*** Block opens ***
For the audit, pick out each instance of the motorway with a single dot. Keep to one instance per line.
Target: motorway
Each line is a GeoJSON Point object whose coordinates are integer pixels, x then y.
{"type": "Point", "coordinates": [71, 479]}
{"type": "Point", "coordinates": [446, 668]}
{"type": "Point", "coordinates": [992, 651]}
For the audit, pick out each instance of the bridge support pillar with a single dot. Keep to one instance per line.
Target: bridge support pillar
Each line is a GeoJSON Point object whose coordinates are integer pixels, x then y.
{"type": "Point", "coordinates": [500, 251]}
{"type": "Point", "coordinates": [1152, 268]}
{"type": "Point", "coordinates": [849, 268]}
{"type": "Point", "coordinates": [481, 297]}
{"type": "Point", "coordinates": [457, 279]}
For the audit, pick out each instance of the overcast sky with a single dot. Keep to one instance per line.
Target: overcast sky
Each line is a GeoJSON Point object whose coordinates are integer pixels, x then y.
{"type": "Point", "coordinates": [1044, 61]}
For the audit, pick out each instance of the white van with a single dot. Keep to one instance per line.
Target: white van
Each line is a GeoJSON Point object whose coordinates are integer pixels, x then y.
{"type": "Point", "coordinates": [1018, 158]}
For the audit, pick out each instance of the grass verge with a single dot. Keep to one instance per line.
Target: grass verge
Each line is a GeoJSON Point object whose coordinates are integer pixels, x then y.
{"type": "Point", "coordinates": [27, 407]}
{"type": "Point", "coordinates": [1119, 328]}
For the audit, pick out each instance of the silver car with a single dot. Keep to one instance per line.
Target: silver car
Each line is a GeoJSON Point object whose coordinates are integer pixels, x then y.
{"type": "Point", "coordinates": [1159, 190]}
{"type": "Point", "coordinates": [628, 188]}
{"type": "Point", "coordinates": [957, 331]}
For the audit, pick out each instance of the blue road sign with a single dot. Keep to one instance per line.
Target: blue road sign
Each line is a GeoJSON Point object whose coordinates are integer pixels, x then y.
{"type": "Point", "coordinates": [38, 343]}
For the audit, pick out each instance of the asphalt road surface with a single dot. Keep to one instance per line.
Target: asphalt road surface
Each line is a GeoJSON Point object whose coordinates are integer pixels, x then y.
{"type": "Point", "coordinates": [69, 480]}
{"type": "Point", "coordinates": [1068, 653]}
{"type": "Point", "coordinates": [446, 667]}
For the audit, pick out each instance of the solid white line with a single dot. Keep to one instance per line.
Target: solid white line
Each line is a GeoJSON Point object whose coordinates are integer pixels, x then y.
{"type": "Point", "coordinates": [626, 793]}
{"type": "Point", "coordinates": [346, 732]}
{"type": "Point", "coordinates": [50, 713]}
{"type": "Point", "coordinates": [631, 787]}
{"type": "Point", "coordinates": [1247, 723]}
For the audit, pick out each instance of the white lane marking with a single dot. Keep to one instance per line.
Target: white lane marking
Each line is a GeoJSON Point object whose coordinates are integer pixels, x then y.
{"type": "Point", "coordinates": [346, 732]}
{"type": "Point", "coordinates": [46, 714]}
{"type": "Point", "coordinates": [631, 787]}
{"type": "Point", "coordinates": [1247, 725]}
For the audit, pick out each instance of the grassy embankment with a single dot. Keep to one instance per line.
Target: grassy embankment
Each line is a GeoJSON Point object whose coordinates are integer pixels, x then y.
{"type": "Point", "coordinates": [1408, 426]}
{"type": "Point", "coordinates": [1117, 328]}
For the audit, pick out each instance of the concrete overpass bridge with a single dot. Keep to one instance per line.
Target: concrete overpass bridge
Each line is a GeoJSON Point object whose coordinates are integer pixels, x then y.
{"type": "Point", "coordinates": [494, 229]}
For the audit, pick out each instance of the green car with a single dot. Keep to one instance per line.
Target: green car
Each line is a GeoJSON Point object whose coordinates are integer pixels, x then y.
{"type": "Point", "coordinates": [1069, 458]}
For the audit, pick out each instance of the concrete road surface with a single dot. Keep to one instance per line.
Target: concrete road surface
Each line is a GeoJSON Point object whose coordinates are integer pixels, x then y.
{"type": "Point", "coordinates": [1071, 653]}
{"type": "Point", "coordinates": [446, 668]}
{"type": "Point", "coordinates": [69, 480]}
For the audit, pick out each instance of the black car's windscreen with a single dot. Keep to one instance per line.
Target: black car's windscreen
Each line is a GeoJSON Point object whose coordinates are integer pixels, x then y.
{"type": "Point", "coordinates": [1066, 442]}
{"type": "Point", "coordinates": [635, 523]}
*** Block closes ***
*Work to be completed:*
Set down precisely the lines above between the line holding "Target: grassy embankment" and the line holding "For the audit, pick out each instance of the green", inclusive, and nothing beyond them.

*Your solution:*
Target: grassy embankment
Each line is a GeoJSON Point object whose coordinates are integer pixels, x then y.
{"type": "Point", "coordinates": [1408, 426]}
{"type": "Point", "coordinates": [1117, 328]}
For the audit, pick out each instance of the concrete overpass bridge with a single dot. Keep to one instance per line.
Target: concrete overpass bridge
Each line is a GeoJSON Point object whose coordinates are integer pixels, x then y.
{"type": "Point", "coordinates": [494, 229]}
For the audit, pick out each instance of the green car with a single dot. Keep to one instance per line.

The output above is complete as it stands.